Location annotation dataset excerpts
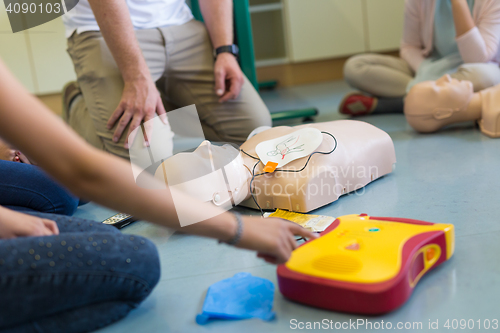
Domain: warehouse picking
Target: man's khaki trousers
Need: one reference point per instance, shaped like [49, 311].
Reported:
[180, 60]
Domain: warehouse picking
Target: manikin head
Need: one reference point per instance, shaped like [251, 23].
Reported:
[431, 105]
[211, 173]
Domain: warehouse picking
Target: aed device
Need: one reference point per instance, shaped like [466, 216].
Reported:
[365, 264]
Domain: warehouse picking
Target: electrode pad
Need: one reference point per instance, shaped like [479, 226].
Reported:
[288, 148]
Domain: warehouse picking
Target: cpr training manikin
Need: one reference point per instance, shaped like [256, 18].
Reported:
[432, 105]
[305, 167]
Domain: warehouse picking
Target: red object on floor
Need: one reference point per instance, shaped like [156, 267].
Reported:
[357, 104]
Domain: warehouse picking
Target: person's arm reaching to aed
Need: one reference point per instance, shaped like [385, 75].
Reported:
[140, 100]
[218, 17]
[108, 180]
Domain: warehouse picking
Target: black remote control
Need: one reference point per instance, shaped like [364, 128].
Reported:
[120, 220]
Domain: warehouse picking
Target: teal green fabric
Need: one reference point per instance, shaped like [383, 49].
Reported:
[445, 57]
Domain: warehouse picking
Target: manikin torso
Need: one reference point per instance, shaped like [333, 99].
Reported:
[432, 105]
[223, 175]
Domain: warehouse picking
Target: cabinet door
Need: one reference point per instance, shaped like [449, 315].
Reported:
[318, 29]
[384, 24]
[14, 51]
[53, 65]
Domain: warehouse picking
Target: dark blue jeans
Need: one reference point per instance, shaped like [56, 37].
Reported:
[25, 187]
[87, 277]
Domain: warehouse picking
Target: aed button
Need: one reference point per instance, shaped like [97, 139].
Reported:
[352, 247]
[430, 253]
[417, 267]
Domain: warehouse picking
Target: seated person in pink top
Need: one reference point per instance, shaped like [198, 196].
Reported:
[456, 37]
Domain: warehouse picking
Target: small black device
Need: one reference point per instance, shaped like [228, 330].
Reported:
[120, 220]
[233, 49]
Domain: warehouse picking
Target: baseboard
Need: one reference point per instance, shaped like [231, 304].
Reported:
[306, 72]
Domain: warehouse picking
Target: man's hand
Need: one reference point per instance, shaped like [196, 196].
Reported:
[14, 224]
[272, 238]
[140, 102]
[228, 77]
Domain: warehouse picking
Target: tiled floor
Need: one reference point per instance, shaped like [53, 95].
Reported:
[449, 177]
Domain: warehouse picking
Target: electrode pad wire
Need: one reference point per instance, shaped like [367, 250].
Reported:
[277, 170]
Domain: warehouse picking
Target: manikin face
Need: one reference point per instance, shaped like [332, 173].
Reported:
[437, 101]
[210, 173]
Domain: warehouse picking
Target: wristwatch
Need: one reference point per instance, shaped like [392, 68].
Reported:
[233, 49]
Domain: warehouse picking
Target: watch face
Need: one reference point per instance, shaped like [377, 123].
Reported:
[233, 49]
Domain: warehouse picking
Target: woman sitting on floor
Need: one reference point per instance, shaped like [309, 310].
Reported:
[62, 274]
[24, 187]
[456, 37]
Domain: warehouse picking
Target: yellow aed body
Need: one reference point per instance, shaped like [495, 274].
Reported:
[365, 264]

■ **Required work**
All of the lines above should be printed exactly, minus the pictures.

■ **Full output**
Domain: warehouse picking
Target: man's khaki trousers
Need: one reference point per instance, shaped like [49, 311].
Reported:
[180, 60]
Domain: warehouse picking
Target: manikin head
Need: one reference point per instance, shaped like [251, 23].
Reported:
[431, 105]
[211, 173]
Domain: warehouse picking
Target: aed device
Need: one reference point per instance, shaped like [466, 216].
Reported:
[365, 264]
Domain: warehouse picking
Target: electrode pad
Need: one reference point per instance, shaped like [479, 226].
Reported:
[288, 148]
Domain: warehouse picking
Target: cpr training manikin
Need: one reference point per instance, shaped like [256, 18].
Reported:
[432, 105]
[305, 167]
Domain: warehouse picking
Target: red object on floor
Need: one reference point per instance, shaped like [156, 267].
Reported:
[357, 104]
Domain: warehouse picking
Target: person's arm reaching to aed
Need: one reference point per instance, shaped like [385, 75].
Reported:
[140, 100]
[218, 17]
[108, 180]
Domain: warehouse picking
Target: black remote control
Need: one reference point per instance, shaped like [364, 128].
Reported:
[120, 220]
Domain: warehouse picking
Target: teal green fabric
Need: one reference point per instance, shaped like [383, 49].
Reported:
[445, 57]
Domain: warehouse picking
Target: manikin torso
Need: one reference point per instance, shaped like [333, 99].
Reported:
[432, 105]
[223, 175]
Domain: warehouse picking
Target: cabinet door
Need: one reference point per instance, shaped like [449, 315].
Reported:
[318, 29]
[384, 24]
[14, 51]
[53, 65]
Domain: warehouse picking
Target: dark blue jeans
Need: one reference point per instance, shaped like [56, 37].
Reported:
[25, 187]
[87, 277]
Domain: warehouse picking
Target: aed button
Need: one reference point per instance, shaped like [97, 139].
Reported:
[352, 247]
[430, 253]
[417, 267]
Domain: warehouse picking
Target: seated person in pink top
Need: one reference point per instance, shaped like [198, 196].
Reported:
[456, 37]
Domain: warehouse picking
Target: small black device
Need: one reference point per instance, shaped like [228, 330].
Reported:
[120, 220]
[233, 49]
Domain: warehouse picking
Target: baseboard
Need: one reference point per instance, shaped like [231, 304].
Reported:
[306, 72]
Domain: warehouse picking
Target: man's hand
Need: one reference point per instance, shaped like [196, 196].
Reported:
[14, 224]
[272, 238]
[140, 102]
[228, 77]
Domain: warehouse picking
Target: tiled floor
Need: one reference point per instance, shaped like [53, 95].
Reported:
[449, 177]
Domain: warehouse picking
Target: electrode pad wire
Need: one reference point per instance, shaped like [367, 250].
Reported:
[277, 170]
Domain: warehouse picking
Target: manikin face
Need: one reference point per instance, shaped like [332, 173].
Reported:
[437, 101]
[210, 173]
Domain: warehouse picking
Target: wristwatch
Need: one reference point per instance, shaped like [392, 68].
Reported:
[233, 49]
Domain: warehouse picking
Target: watch face
Need: one reference point per instance, shaped like [377, 123].
Reported:
[233, 49]
Domain: warehouse picking
Target: woman sitting on floor
Need: one reference point per instance, shaped like [309, 310].
Reported:
[62, 274]
[24, 187]
[456, 37]
Domain: warehouse picking
Target: yellow aed body
Need: one reference point per instance, shaped like [495, 274].
Reported:
[365, 264]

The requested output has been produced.